* Start MATERIAL *

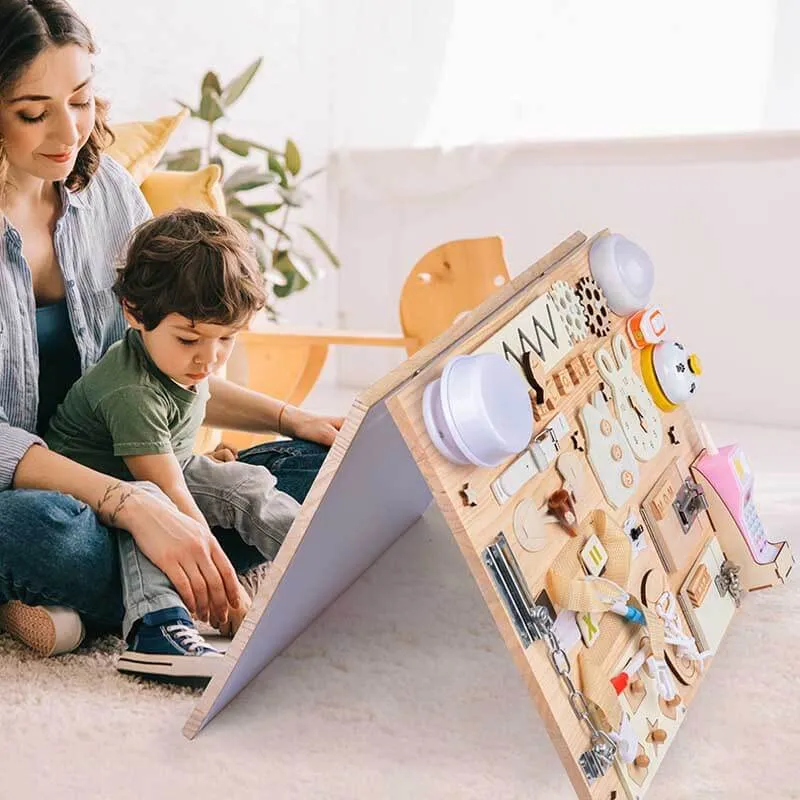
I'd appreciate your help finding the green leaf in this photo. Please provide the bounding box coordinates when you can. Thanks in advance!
[225,195,252,228]
[200,72,222,97]
[223,165,275,192]
[285,139,302,175]
[164,147,203,172]
[222,58,264,108]
[265,220,292,244]
[200,89,225,123]
[246,203,284,218]
[292,255,320,283]
[267,153,289,188]
[297,167,325,186]
[217,133,252,158]
[208,156,225,175]
[175,100,200,119]
[275,186,311,208]
[300,225,342,269]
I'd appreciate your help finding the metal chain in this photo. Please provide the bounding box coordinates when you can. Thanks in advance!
[530,606,617,783]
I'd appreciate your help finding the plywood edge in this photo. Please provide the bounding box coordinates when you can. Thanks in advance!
[183,400,370,739]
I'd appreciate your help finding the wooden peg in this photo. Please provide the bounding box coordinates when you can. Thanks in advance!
[458,483,478,506]
[547,489,578,536]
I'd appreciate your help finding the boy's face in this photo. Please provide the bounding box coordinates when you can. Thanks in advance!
[125,310,249,386]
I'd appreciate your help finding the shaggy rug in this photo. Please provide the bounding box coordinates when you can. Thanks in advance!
[0,425,800,800]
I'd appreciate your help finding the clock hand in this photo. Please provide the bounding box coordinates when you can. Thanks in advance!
[628,395,647,433]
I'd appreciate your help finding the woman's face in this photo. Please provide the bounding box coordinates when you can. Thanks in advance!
[0,45,95,182]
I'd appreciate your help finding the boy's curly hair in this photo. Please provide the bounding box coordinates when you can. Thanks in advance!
[114,209,266,330]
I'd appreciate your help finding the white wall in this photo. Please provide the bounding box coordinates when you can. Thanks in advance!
[65,0,800,417]
[335,134,800,425]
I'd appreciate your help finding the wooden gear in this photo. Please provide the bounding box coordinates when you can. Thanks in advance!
[184,233,788,800]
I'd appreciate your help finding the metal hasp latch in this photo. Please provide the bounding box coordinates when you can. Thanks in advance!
[714,558,742,608]
[672,478,708,533]
[483,533,617,784]
[483,533,544,647]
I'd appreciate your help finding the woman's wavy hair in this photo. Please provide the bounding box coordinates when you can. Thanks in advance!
[0,0,114,199]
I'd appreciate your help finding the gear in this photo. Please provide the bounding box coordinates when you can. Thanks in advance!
[575,276,611,338]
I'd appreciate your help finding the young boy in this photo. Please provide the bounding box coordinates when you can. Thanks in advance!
[46,210,299,677]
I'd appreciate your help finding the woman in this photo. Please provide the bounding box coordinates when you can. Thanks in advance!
[0,0,342,672]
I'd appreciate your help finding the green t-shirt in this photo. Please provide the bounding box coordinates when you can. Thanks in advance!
[45,328,209,480]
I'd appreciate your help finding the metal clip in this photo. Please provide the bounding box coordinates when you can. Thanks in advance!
[672,478,708,533]
[578,733,617,784]
[714,559,742,608]
[483,533,553,647]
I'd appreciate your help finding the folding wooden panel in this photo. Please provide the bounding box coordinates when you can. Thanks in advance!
[184,233,793,800]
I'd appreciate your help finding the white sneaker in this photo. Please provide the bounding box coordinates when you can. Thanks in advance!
[0,600,86,657]
[239,561,272,600]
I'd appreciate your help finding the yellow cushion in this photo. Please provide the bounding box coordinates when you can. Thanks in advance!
[106,108,189,184]
[141,164,225,214]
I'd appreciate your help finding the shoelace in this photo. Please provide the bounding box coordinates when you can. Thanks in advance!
[656,592,711,670]
[166,622,213,653]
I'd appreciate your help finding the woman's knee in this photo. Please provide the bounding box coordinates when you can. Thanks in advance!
[0,489,108,555]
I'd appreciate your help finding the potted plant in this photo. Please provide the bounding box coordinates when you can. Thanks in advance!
[162,58,339,319]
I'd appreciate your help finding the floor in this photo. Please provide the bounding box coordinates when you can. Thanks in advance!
[0,406,800,800]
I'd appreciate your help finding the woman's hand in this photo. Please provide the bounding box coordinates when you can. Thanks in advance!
[109,484,240,622]
[205,442,239,464]
[281,406,344,447]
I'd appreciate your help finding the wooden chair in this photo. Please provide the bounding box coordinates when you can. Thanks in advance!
[223,236,509,448]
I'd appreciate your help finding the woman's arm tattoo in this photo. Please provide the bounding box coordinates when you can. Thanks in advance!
[97,481,136,526]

* End MATERIAL *

» DIRECTIONS
Convert all of the records above into a Markdown table with two columns, Row and Line, giving each line its own numbered row and skipping any blank lines. Leave the pictures out of the table.

» ANSWER TO THIS TASK
| Row | Line |
|---|---|
| 1 | I'd appreciate your help finding the green leaf in this photo. Please provide the bounding box coordinates when you can. Thanks in advance! |
| 2 | [225,195,252,228] |
| 3 | [200,72,222,97] |
| 4 | [223,165,275,192] |
| 5 | [285,139,302,175] |
| 6 | [164,147,203,172] |
| 7 | [222,58,264,108] |
| 8 | [265,220,292,244] |
| 9 | [200,89,225,123] |
| 10 | [246,203,284,218] |
| 11 | [292,255,320,283] |
| 12 | [267,153,289,188] |
| 13 | [297,167,325,186] |
| 14 | [217,133,252,158] |
| 15 | [208,156,225,175] |
| 16 | [175,100,200,119] |
| 17 | [275,186,311,208] |
| 18 | [300,225,342,269] |
| 19 | I'd appreciate your help finding the metal chain in this photo. Please provide the bounding box coordinates when you can. Thanks in advance! |
| 20 | [530,606,617,783] |
| 21 | I'd appreciate your help finding the plywood edge in this photo. Please provide the bounding box coordinates when you can. Thanks in advance! |
| 22 | [183,400,370,739] |
| 23 | I'd appreciate your help finding the wooden peg in this photo. Please provide the bounding box coordinates when you can. Thanks in advance! |
| 24 | [458,483,478,506] |
| 25 | [547,489,578,536] |
| 26 | I'd appreciate your help finding the boy's face in this photo. Please provide the bounding box coordinates when you can. Thanks in advance! |
| 27 | [125,310,249,386] |
| 28 | I'd appreciate your help finding the shaggy rug in this photo. Please provide the bounding box coordinates when you can. Thanks in advance! |
| 29 | [0,425,800,800] |
| 30 | I'd appreciate your help finding the clock hand in this photo. Please provide the bounding box coordinates when you can. Thanks in advance! |
| 31 | [628,395,647,433] |
| 32 | I'd appreciate your help finding the woman's face in this photo. Please provide the bounding box coordinates when you can. Thanks in advance! |
| 33 | [0,45,95,182] |
| 34 | I'd appreciate your help finding the boy's curly hair in this photo. Please provide the bounding box coordinates when you can. Thanks in advance! |
| 35 | [114,209,266,330] |
| 36 | I'd appreciate your help finding the white wall in this photo. Please provide the bounding box coordinates when you can. Thanks in advance! |
| 37 | [65,0,800,417] |
| 38 | [335,134,800,425] |
| 39 | I'd appreciate your help finding the wooden gear in this photo. Please provide the bounding box coordinates when you can. Thanks in advance! |
| 40 | [184,233,788,800] |
| 41 | I'd appreciate your help finding the metal hasp latch in this photo. Please provide the bounding box coordinates when you can. Thanks in advance! |
| 42 | [714,558,742,608] |
| 43 | [672,478,708,533] |
| 44 | [483,533,617,784] |
| 45 | [483,533,544,647] |
| 46 | I'd appreciate your help finding the woman's wavy hair in this photo. Please provide the bounding box coordinates when you can. Thanks in advance! |
| 47 | [0,0,114,199] |
| 48 | I'd appreciate your help finding the gear in this photo. Please provide the bounding box coordinates when you can. Thanks in advance! |
| 49 | [575,276,611,338] |
| 50 | I'd appreciate your help finding the young boy in this photo. Please provide the bounding box coordinates when you can. Thanks in advance! |
| 51 | [46,210,299,677] |
| 52 | I'd appreciate your help finding the woman in this photo. Please provide the bounding box coordinates when you can. Thanks in advance! |
| 53 | [0,0,342,672] |
| 54 | I'd appreciate your help finding the green t-shirt in this photo. Please provide the bounding box coordinates when you can. Thanks in advance! |
| 55 | [45,328,209,480] |
| 56 | I'd appreciate your help finding the metal clip in this photo. Please provide the bounding box coordinates when you can. Thanks in advance! |
| 57 | [672,478,708,533] |
| 58 | [578,733,617,784] |
| 59 | [714,559,742,608] |
| 60 | [483,533,553,647] |
| 61 | I'd appreciate your help finding the folding wooden panel in this photo. Please provide the bounding box coordinates when you can. Thanks in advance! |
| 62 | [184,233,793,800] |
| 63 | I'd appreciate your help finding the white sneaker in this photo. Please provide the bounding box coordinates when you can. Thanks in advance! |
| 64 | [0,600,86,657] |
| 65 | [239,561,272,600] |
| 66 | I'd appreciate your help finding the yellow cushion in this photo. Please provide the bounding box coordinates when you can. Thanks in advance! |
| 67 | [106,108,189,184] |
| 68 | [141,164,225,214] |
| 69 | I'd appreciate your help finding the shoelace in this photo. Please provide the bounding box coordinates when you can. Thanks in advance! |
| 70 | [656,592,711,670] |
| 71 | [166,622,213,653] |
| 72 | I'd appreciate your help finding the woman's knee in this photo. Please provide the bounding box coordinates when you can. Thanks in advance! |
| 73 | [0,489,108,555] |
| 74 | I'd appreciate your help finding the potted plant in this photo. Please provide the bounding box coordinates when you can. Thanks in advance! |
| 75 | [162,58,339,319] |
| 76 | I'd appreciate your help finding the floor in this photo. Please provide the bounding box coordinates when you can. Thanks in advance! |
| 77 | [0,406,800,800] |
| 78 | I'd appreciate your help finding the woman's hand in this photo. Please provide the bounding box coordinates when you can. Thanks in advance! |
| 79 | [109,484,240,622] |
| 80 | [205,442,239,464] |
| 81 | [281,406,344,447] |
| 82 | I'd appreciate your help finding the wooden chair in this photo. Please provide the bounding box coordinates when you can. Thanks in advance! |
| 83 | [223,236,509,448] |
| 84 | I'd appreciate your help finding the woman's arm tattoo in this photo. Please provide the bounding box coordinates when you can. Thanks in advance! |
| 85 | [97,481,136,526] |